*Supplied text:*

^^^^^^^^^^^^^^^^

8. Successors; Binding Agreement.
(A) In addition to any obligations imposed by law upon any successor to the Company, the Company shall require any successor (whether direct or indirect, by purchase, merger, consolidation, or otherwise, and whether or not such a transaction constitutes a Change in Control) to all or substantially all of the business or assets of the Company expressly to assume and agree to perform this Agreement in the same manner and to the same extent that the Company would be required to perform it if no such succession had taken place. Failure of the Company to obtain the assumption and agreement prior to the effectiveness of any succession shall be a breach of this Agreement for which the Executive shall have any and all of the remedies available to him under this Agreement. The provisions of this Section 8 shall continue to apply to each subsequent employer of the Executive bound by this Agreement in the event of any merger, consolidation, or transfer of all or substantially all of the business or assets of that subsequent employer, whether or not that transaction constitutes a Change in Control.
(B) This Agreement shall inure to the benefit of and be enforceable by the Executive’s personal or legal representatives, executors, administrators, successors, heirs, distributees, devisees, and legatees. If the Executive shall die while any amount would be payable to the Executive hereunder (other than amounts which, by their terms, terminate upon the death of the Executive) if the Executive had continued to live, the amount, unless otherwise provided herein, shall be paid in accordance with the terms of this Agreement to the executors, personal representatives, or administrators of the Executive’s estate.
9. Effect on Prior Agreements.

^^^^^^^^^^^^^^^^

*Work required:*
Decide whether each statement below agrees with the successors section, answering yes or no and quoting the exact words of that section that settle it. (a) A successor must assume the Agreement even when the transaction is not a Change in Control. (b) A failure by the Company to obtain the successor's assumption before the succession takes effect is a breach of the Agreement. (c) When the Executive dies, any amount still payable is paid directly to the Executive's heirs.

*Data excerpt:*

^^^^^^^^^^^^^^^^

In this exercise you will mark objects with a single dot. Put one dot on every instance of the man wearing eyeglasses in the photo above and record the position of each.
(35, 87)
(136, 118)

^^^^^^^^^^^^^^^^

*Full response:*
(a) Yes: "whether or not such a transaction constitutes a Change in Control"
(b) Yes: "Failure of the Company to obtain the assumption and agreement prior to the effectiveness of any succession shall be a breach of this Agreement"
(c) No: "shall be paid in accordance with the terms of this Agreement to the executors, personal representatives, or administrators of the Executive’s estate"